> [서면 요청] 아래 항목 전체에서 "photograph"라는 표현을 모두 "image"라는 표현으로 바꾸고, 나머지는 그대로 둔 채 다시 제시하십시오.

___ 제공 자료 ___

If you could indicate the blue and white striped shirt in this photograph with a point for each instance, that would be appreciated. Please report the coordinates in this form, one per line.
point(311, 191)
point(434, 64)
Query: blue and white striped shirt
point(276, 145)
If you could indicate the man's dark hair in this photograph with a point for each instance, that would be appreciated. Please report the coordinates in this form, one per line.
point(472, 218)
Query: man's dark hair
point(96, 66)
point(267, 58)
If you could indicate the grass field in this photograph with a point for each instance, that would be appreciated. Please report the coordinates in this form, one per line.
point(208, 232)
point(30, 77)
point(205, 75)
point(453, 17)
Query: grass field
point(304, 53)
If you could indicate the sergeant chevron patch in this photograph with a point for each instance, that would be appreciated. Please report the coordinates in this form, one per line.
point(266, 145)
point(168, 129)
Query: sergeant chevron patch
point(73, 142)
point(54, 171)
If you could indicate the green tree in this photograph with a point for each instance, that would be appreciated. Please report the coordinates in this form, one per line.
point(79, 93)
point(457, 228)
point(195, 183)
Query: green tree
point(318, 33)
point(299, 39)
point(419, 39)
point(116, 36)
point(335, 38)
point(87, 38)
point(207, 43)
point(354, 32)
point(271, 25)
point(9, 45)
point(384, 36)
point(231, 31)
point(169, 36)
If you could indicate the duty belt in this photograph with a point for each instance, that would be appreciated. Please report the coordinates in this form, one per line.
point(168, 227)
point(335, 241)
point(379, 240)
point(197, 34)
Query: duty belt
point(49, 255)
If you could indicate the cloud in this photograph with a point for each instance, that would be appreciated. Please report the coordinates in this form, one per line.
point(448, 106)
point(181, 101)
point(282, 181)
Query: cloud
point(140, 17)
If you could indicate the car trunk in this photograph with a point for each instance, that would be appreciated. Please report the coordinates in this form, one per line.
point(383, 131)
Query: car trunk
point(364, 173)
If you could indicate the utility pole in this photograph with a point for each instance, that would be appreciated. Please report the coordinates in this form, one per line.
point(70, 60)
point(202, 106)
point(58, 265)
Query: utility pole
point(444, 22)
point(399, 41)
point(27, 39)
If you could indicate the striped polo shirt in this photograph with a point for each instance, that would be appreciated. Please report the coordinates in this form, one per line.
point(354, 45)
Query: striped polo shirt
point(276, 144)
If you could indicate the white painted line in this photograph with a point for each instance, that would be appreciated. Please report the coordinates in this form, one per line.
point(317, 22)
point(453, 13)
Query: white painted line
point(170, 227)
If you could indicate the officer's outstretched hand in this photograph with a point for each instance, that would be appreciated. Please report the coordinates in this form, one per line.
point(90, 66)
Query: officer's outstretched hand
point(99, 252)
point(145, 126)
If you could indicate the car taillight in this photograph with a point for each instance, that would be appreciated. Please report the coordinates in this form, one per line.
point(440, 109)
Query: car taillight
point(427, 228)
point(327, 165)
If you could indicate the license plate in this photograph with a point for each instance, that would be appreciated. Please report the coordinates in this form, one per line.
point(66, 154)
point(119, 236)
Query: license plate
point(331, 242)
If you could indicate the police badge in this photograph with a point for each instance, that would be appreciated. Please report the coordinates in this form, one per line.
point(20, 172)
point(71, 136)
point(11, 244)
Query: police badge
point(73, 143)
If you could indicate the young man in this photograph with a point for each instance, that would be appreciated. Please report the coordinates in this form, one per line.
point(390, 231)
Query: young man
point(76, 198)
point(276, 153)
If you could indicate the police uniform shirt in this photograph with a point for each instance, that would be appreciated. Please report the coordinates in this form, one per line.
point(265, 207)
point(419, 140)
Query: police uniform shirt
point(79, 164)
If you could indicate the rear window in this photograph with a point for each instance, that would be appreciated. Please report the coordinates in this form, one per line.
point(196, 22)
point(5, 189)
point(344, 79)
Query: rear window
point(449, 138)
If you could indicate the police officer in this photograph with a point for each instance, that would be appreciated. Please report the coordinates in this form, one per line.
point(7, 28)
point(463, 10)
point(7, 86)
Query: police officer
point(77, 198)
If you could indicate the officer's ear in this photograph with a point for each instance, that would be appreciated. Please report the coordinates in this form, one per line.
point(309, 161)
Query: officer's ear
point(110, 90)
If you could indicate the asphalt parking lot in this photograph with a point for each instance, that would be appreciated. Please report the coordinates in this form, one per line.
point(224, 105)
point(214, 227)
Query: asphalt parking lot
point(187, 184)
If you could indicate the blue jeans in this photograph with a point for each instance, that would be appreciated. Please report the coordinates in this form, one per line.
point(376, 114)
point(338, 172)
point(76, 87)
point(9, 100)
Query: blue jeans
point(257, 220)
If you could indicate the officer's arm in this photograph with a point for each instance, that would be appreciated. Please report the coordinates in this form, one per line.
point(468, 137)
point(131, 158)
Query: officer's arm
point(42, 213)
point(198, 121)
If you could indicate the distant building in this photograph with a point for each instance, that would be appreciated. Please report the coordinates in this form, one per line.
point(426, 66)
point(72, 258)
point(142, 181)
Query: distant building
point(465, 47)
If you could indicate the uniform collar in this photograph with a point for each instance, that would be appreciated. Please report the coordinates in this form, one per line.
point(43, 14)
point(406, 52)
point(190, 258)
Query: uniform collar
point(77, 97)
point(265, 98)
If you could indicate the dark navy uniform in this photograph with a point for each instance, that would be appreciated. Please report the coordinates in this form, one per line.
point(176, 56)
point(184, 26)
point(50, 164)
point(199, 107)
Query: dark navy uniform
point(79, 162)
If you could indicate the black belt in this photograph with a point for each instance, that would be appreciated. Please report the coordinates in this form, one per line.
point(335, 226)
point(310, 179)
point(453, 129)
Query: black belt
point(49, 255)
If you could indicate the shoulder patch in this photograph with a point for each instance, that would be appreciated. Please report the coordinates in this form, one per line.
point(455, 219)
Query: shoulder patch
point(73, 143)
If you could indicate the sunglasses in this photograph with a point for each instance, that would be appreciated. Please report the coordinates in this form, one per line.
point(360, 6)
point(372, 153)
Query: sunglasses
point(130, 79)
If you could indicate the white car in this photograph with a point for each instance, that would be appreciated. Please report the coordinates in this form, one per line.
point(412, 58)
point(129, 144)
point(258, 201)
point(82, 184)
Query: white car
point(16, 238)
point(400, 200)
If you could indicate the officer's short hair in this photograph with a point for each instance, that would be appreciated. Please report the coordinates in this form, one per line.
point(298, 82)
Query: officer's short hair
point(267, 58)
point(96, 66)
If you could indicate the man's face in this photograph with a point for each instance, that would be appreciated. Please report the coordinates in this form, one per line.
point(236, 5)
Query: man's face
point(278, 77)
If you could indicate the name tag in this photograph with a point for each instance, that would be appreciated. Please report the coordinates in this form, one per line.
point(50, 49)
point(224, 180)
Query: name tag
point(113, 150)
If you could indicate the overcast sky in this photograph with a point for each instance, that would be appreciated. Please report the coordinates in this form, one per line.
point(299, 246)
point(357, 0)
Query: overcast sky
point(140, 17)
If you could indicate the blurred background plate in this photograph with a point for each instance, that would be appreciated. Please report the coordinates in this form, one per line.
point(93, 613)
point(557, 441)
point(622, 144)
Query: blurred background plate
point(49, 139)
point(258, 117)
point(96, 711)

___

> [전체 응답]
If you could indicate the blue and white striped shirt in this image with a point for each instance, that would be appreciated. Please report the coordinates in this form, one per line.
point(311, 191)
point(434, 64)
Query: blue and white striped shirt
point(276, 145)
If you could indicate the man's dark hair in this image with a point for each instance, that would be appreciated. Please report the coordinates in this form, one per line.
point(472, 218)
Query: man's dark hair
point(96, 66)
point(267, 58)
If you could indicate the grass field in this image with a point for each instance, that would be appreciated. Please report the coordinates in this form, one per line.
point(208, 232)
point(30, 77)
point(205, 75)
point(453, 17)
Query: grass field
point(304, 53)
If you could indicate the sergeant chevron patch in this image with a point for each instance, that would be appreciated. Please report the coordinates in this form, one per line.
point(266, 145)
point(168, 129)
Query: sergeant chevron patch
point(73, 142)
point(54, 171)
If you could indicate the green tree in this image with a point for each instance, that would be appreciated. Please report the coordinates in this form, one per line.
point(79, 93)
point(457, 228)
point(195, 183)
Query: green tree
point(318, 33)
point(299, 39)
point(419, 39)
point(116, 36)
point(335, 38)
point(87, 38)
point(207, 43)
point(354, 32)
point(271, 25)
point(9, 45)
point(384, 36)
point(231, 31)
point(169, 36)
If you could indicate the duty belt in this image with a point for each instance, that would be appreciated. Please report the coordinates in this form, one per line.
point(168, 227)
point(335, 241)
point(379, 240)
point(197, 34)
Query: duty belt
point(49, 255)
If you could indicate the cloud in this image with a point for each instance, that would be appreciated. Please report the coordinates in this form, one per line.
point(448, 106)
point(181, 101)
point(282, 181)
Query: cloud
point(140, 17)
If you could indicate the car trunk in this image with a point for each instance, that would be appreciated. Please report the coordinates in this form, one per line.
point(383, 131)
Query: car trunk
point(364, 173)
If you could indicate the utility pole in this image with a point for each instance, that would be appreciated. Please report the coordinates in this form, one per line.
point(70, 60)
point(202, 106)
point(58, 265)
Query: utility pole
point(444, 22)
point(399, 41)
point(27, 39)
If you could indicate the striped polo shirt in this image with a point for each instance, that would be appreciated. Please report the coordinates in this form, one per line.
point(354, 45)
Query: striped polo shirt
point(276, 144)
If you could indicate the white painted line in this image with a point for each instance, that would be appreciated. Please report the coordinates in this form, one per line.
point(317, 22)
point(453, 13)
Query: white painted line
point(170, 227)
If you could indicate the officer's outstretched hand in this image with a point for each instance, that would be appreciated. Please report the coordinates in this form, one per line.
point(90, 66)
Query: officer's outstretched hand
point(99, 252)
point(145, 126)
If you could indicate the car taillight in this image with a point for each instance, that would be appreciated. Please report the coordinates in this form, one per line.
point(440, 109)
Query: car taillight
point(427, 228)
point(327, 165)
If you could indicate the license plate in this image with a point for each instance, that would be appreciated. Please report the coordinates in this form, one per line.
point(66, 154)
point(119, 236)
Query: license plate
point(331, 242)
If you could indicate the police badge in this image with a point for each instance, that would be appreciated. Please report the coordinates in this form, one per line.
point(20, 172)
point(71, 136)
point(11, 244)
Query: police badge
point(73, 143)
If you could indicate the young man in this image with a point for each instance, that would be appreciated. Please report the coordinates in this form, one per line.
point(390, 231)
Query: young man
point(76, 198)
point(276, 153)
If you could indicate the police uniform shirt in this image with a point for each instance, that would be appreciated. Please report the coordinates in this form, one per line.
point(265, 207)
point(419, 140)
Query: police uniform shirt
point(79, 164)
If you could indicate the rear window in this image with a point for each instance, that would be appreciated. Please report the coordinates in this form, one per line.
point(196, 22)
point(5, 189)
point(344, 79)
Query: rear window
point(449, 138)
If you could indicate the police officer in this image with a point for each instance, that would be appreciated. Please report the coordinates in this form, one per line.
point(7, 28)
point(463, 10)
point(7, 86)
Query: police officer
point(77, 198)
If you could indicate the officer's ear in this image with a point for each instance, that would be appreciated. Please report the coordinates in this form, one per line.
point(309, 161)
Query: officer's ear
point(110, 90)
If you could indicate the asphalt parking lot in this image with a point for each instance, that would be appreciated. Please report the coordinates in this form, one per line.
point(224, 105)
point(214, 227)
Query: asphalt parking lot
point(187, 184)
If you could indicate the blue jeans in this image with a point for each instance, that would be appreciated. Please report the coordinates in this form, one per line.
point(376, 114)
point(338, 172)
point(76, 87)
point(9, 100)
Query: blue jeans
point(257, 220)
If you could indicate the officer's arm in this image with a point for each instance, that would be appreciated. Please report the coordinates in this form, one per line.
point(468, 137)
point(131, 158)
Query: officer's arm
point(42, 213)
point(198, 121)
If you could indicate the distant building in this image with a point for each instance, that would be appreciated. Please report the coordinates in this form, one per line.
point(426, 66)
point(72, 258)
point(142, 181)
Query: distant building
point(465, 47)
If you could indicate the uniform collar in this image with a point for each instance, that would be appreciated. Please report the coordinates in this form, one per line.
point(43, 14)
point(406, 52)
point(190, 258)
Query: uniform collar
point(77, 97)
point(265, 98)
If you could indicate the dark navy uniform in this image with a point for each instance, that would be appreciated. Please report the coordinates in this form, one per line.
point(176, 56)
point(184, 26)
point(50, 164)
point(199, 107)
Query: dark navy uniform
point(79, 162)
If you could indicate the black belt in this image with a point for each instance, that would be appreciated. Please report the coordinates in this form, one per line.
point(335, 226)
point(310, 179)
point(453, 129)
Query: black belt
point(49, 255)
If you could indicate the shoulder patch in this image with a point for each instance, that would be appreciated. Please report the coordinates in this form, one per line.
point(455, 219)
Query: shoulder patch
point(73, 143)
If you could indicate the sunglasses in this image with a point for each instance, that would be appreciated. Please report the coordinates in this form, one per line.
point(360, 6)
point(372, 153)
Query: sunglasses
point(130, 79)
If you could indicate the white car in this image with a point for each instance, that would be appreciated. Please report the coordinates in this form, one per line.
point(412, 58)
point(129, 144)
point(258, 201)
point(82, 184)
Query: white car
point(16, 238)
point(400, 200)
If you could indicate the officer's short hair in this image with a point for each instance, that would be appreciated. Please report the coordinates in this form, one per line.
point(298, 82)
Query: officer's short hair
point(267, 58)
point(96, 66)
If you could indicate the man's face in this image with a point for each instance, that would be appreciated. Please report the coordinates in this form, one per line.
point(236, 5)
Query: man's face
point(278, 77)
If you could indicate the name tag in this image with a point for each instance, that would be appreciated. Please report the coordinates in this form, one per line.
point(50, 49)
point(224, 180)
Query: name tag
point(113, 150)
If you could indicate the overcast sky in this image with a point for each instance, that would be appreciated. Please report the coordinates in this form, one per line.
point(299, 246)
point(357, 0)
Query: overcast sky
point(140, 17)
If you could indicate the blurred background plate in this image with a point for each instance, that would be appreciated. Please report the coordinates in this form, one per line.
point(93, 613)
point(557, 441)
point(622, 144)
Query: blurred background plate
point(49, 139)
point(258, 117)
point(96, 711)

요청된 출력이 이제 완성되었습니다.